Task requirements: In your copy of the data below, reproduce every entry exactly and omit the pictures.

Records:
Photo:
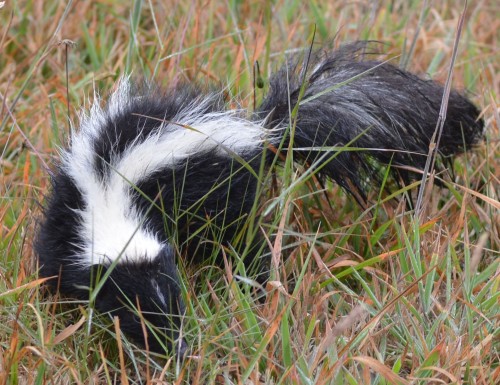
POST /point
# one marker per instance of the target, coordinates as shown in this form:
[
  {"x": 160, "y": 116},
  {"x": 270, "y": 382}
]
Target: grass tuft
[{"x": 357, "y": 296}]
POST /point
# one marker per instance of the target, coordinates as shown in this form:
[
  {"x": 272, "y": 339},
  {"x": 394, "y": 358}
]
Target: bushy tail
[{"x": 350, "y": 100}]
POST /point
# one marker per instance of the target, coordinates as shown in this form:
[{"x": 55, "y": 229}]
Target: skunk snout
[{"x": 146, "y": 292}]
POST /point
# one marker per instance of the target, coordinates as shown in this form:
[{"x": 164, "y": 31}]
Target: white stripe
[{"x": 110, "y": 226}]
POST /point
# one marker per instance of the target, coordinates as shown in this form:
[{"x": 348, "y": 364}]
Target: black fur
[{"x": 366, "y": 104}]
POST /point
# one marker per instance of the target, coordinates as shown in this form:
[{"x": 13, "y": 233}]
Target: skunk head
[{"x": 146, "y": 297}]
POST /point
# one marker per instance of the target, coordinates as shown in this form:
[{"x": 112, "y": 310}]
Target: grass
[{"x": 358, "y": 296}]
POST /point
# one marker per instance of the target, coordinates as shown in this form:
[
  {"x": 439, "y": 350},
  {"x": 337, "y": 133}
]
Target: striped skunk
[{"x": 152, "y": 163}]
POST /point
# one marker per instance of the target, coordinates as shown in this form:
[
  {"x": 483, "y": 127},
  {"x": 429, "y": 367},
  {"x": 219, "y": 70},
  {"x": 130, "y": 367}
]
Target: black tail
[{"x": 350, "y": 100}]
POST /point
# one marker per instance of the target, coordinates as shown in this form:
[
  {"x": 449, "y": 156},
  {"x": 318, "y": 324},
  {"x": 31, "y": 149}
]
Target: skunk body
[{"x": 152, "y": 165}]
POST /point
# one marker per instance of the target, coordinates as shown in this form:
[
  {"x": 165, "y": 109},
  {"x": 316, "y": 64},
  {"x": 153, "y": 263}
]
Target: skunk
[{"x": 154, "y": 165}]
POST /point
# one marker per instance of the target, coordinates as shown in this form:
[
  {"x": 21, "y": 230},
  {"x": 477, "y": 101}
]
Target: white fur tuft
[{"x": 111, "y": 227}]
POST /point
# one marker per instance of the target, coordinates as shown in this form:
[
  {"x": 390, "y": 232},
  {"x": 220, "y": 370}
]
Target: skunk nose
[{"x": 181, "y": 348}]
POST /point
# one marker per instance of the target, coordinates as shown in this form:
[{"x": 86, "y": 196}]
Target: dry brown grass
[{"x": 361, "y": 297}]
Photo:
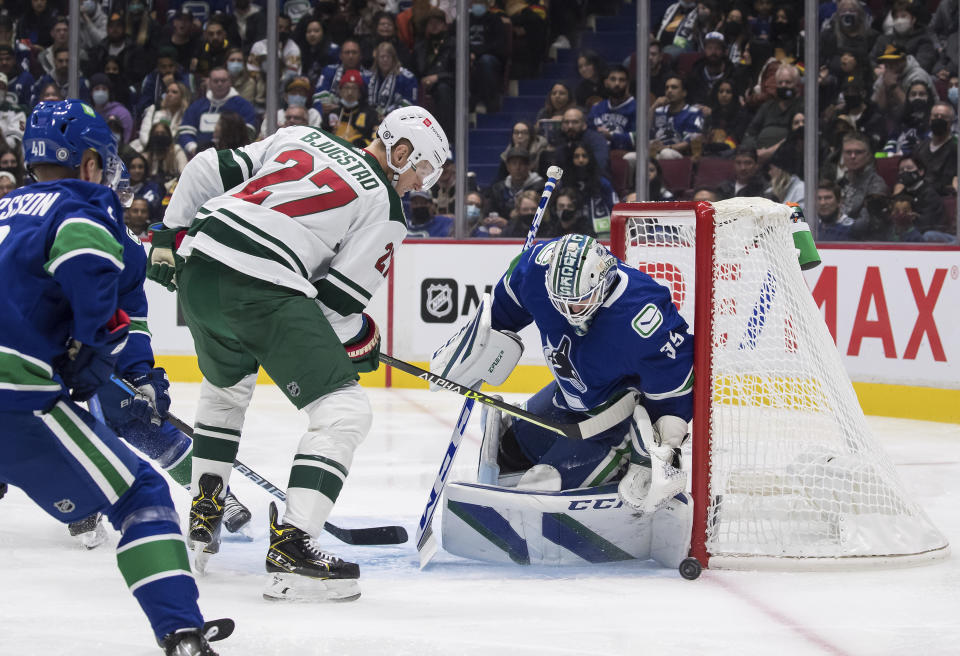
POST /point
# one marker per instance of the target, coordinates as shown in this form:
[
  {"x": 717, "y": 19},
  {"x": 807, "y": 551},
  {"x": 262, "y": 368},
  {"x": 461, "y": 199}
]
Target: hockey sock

Exercise output:
Photo:
POST /point
# one marker per instance of the target, coordinates as shown in this form:
[
  {"x": 160, "y": 116},
  {"x": 270, "y": 382}
]
Target: grass tuft
[{"x": 357, "y": 296}]
POST /point
# one marker per instance of the target, coordinates as shown in this form:
[
  {"x": 272, "y": 339},
  {"x": 394, "y": 358}
]
Target: bushy tail
[{"x": 350, "y": 100}]
POST /point
# one marker per instance of the target, coordinates as shown in this form:
[{"x": 55, "y": 229}]
Target: skunk snout
[{"x": 146, "y": 292}]
POST /point
# one marker per instance of the target, coordinates as shown in this form:
[{"x": 164, "y": 31}]
Target: white stripe
[{"x": 110, "y": 226}]
POST /point
# one marker per instance of the target, coordinates as shown in this form:
[{"x": 348, "y": 364}]
Target: black fur
[{"x": 366, "y": 104}]
POST /point
# one marker per instance of the target, coordinates as shown in this form:
[{"x": 13, "y": 233}]
Target: skunk head
[{"x": 146, "y": 297}]
POST /point
# one marker per instance of the target, coordinates as shown in this form:
[{"x": 112, "y": 310}]
Target: grass
[{"x": 358, "y": 296}]
POST /point
# one marker per instance of the target, coordinates as shown in this form:
[
  {"x": 439, "y": 350},
  {"x": 337, "y": 133}
]
Target: striped skunk
[{"x": 152, "y": 163}]
POST /point
# one marker per instance of the target, coordinates as shown in this form:
[
  {"x": 483, "y": 127},
  {"x": 429, "y": 367},
  {"x": 219, "y": 70},
  {"x": 130, "y": 367}
]
Target: black tail
[{"x": 350, "y": 100}]
POST /point
# one marker per instance of the target, coordinates as shown in this form:
[
  {"x": 449, "y": 156},
  {"x": 318, "y": 324},
  {"x": 31, "y": 149}
]
Target: skunk body
[{"x": 152, "y": 165}]
POST /point
# one marker per instance of the target, coordinates as shown in this form:
[
  {"x": 165, "y": 109},
  {"x": 316, "y": 64},
  {"x": 153, "y": 263}
]
Target: skunk
[{"x": 154, "y": 165}]
POST /point
# one marker per instance of the target, coordinates as shown in this form:
[
  {"x": 21, "y": 230},
  {"x": 477, "y": 101}
]
Target: white fur tuft
[{"x": 111, "y": 227}]
POST /point
# one marker per instance of the target, coordinates as shown in this form:
[
  {"x": 390, "y": 232},
  {"x": 220, "y": 370}
]
Target: skunk nose
[{"x": 181, "y": 348}]
POST /point
# one marker per instance of the target, coordinates as shown in this form:
[{"x": 86, "y": 196}]
Target: dry brown grass
[{"x": 361, "y": 297}]
Photo:
POST /point
# one marker per instance of the target, coordinates as shown in this form:
[
  {"x": 717, "y": 19},
  {"x": 807, "y": 551},
  {"x": 262, "y": 368},
  {"x": 461, "y": 199}
]
Target: hockey sock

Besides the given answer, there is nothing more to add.